------ Provided text

Optimism about the local residential real estate market fizzled last month as sales dropped and the inventory of listings grew.
The number of Central Alberta homes sold through the Multiple Listing Service in June totalled 313, including 133 in Red Deer and 180 in the surrounding region. That marked a 32 per cent decline from the same month in 2009, when there were 213 sales in the city and 247 outside, for a total of 460.
The sluggish activity in June, normally one of the busiest months of the year, helped pull the region’s residential sales tally for the first half of this year below the figure for the same period in 2009. From January to June 2010, there were 1,667 deals processed through the MLS system — 760 in Red Deer and 907 in the outlying area; during the same six months last year, 1,839 deals closed — 883 in the city and 956 in the surrounding area.
Randy Weins, the broker at Weins World Real Estate Inc. in Red Deer, said the second quarter was the worst since 2003. May started out strong, he said, but ended slow and gave way to an even weaker month in June.
“That’s usually the quarter for the year,” he said, adding that such a drop-off heading into the slow summer season has created anxiety for sellers and Realtors, and concerns that buyers might now be tempted to wait in hopes of lower prices.
Sandi Gouchie, president of the Central Alberta Realtors Association and a Realtor with Royal LePage Lifestyles Realty in Lacombe, said the poor performance to end the spring came as a bit of a surprise.
“We had some pretty positive news coming out early, kind of in the first quarter, and we thought that we would kind of just zip along.”
Market indicators remain strong, she pointed out, with continued low interest rates and a good selection of reasonably priced properties. Buyers are looking, but don’t seem to be in a rush to sign on the line.
“They’re just not being pressured to buy really quickly.”
Weins said he’s noticed a drop in first-time buyers — which may be the result of tighter mortgage rules introduced by the federal government in February. Some lenders are also more risk-averse, he added.

------------
------ Supplied records

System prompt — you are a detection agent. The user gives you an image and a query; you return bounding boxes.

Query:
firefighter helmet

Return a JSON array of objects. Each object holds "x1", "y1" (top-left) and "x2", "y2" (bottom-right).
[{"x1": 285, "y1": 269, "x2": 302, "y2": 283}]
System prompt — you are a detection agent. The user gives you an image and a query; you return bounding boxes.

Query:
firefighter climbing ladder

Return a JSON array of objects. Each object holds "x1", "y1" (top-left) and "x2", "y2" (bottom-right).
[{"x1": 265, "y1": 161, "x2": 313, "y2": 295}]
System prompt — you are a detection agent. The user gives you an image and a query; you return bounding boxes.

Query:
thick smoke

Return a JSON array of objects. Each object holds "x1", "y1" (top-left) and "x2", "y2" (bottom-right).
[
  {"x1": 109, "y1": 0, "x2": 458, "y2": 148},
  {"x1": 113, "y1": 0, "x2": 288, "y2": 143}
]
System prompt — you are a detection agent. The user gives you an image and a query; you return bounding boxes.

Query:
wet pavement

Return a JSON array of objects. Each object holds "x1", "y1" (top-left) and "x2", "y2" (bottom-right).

------------
------ Supplied records

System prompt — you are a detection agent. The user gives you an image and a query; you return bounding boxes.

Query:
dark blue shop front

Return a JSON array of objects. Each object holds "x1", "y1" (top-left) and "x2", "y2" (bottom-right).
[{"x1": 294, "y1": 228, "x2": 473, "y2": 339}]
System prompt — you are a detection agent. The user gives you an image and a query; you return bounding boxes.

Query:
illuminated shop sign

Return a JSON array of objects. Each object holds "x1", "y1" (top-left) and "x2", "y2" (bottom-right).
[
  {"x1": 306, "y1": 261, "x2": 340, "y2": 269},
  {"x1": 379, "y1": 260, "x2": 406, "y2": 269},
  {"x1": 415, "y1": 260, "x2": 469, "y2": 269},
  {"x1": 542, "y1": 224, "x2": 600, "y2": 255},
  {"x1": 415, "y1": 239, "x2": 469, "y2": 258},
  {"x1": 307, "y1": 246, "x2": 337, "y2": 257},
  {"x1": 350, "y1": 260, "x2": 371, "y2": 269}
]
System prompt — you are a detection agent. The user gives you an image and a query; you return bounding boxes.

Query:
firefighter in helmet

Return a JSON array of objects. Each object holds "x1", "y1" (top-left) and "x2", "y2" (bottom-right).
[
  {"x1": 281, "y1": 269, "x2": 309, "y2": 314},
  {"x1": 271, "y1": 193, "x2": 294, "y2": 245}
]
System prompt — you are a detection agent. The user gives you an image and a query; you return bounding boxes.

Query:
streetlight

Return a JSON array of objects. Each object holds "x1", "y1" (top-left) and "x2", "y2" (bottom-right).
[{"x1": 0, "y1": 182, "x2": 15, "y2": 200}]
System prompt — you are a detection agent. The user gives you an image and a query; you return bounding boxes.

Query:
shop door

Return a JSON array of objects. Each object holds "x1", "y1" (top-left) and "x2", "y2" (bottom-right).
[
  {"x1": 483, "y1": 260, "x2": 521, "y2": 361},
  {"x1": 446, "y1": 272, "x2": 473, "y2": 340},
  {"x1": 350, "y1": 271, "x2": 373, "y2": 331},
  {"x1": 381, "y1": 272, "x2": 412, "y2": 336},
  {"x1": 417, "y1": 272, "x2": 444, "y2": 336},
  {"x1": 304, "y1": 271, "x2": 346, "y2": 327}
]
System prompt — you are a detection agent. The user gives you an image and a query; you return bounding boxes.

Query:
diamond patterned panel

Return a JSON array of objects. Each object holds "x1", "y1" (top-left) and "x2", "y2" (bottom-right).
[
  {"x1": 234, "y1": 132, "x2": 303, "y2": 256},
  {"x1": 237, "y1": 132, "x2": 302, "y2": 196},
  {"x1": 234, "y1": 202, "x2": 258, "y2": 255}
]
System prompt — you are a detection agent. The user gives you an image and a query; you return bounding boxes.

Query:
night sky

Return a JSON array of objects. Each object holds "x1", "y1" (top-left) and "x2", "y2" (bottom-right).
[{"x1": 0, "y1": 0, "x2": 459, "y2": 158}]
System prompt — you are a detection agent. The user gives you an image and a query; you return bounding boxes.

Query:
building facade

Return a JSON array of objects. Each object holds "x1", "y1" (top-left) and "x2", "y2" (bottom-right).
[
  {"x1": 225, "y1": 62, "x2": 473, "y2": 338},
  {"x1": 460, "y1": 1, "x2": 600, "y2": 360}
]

------------

> **Task requirements**:
1. In the article on the Central Alberta housing market, how many homes were sold through the Multiple Listing Service in June?
2. Please explain, using the article on the Central Alberta housing market, why Sandi Gouchie found the weak end to the spring surprising.
3. Transcribe the article on the Central Alberta housing market between "The sluggish activity" and "month in June.", inclusive.

> **Responses to the tasks**:
1. 313 homes: 133 in Red Deer and 180 in the surrounding region.

2. Gouchie said there had been fairly positive news early in the year, around the first quarter, so they expected the market to keep moving along smoothly. She also noted that market indicators remain strong, with continued low interest rates and a good selection of reasonably priced properties.

3.
The sluggish activity in June, normally one of the busiest months of the year, helped pull the region’s residential sales tally for the first half of this year below the figure for the same period in 2009. From January to June 2010, there were 1,667 deals processed through the MLS system — 760 in Red Deer and 907 in the outlying area; during the same six months last year, 1,839 deals closed — 883 in the city and 956 in the surrounding area.
Randy Weins, the broker at Weins World Real Estate Inc. in Red Deer, said the second quarter was the worst since 2003. May started out strong, he said, but ended slow and gave way to an even weaker month in June.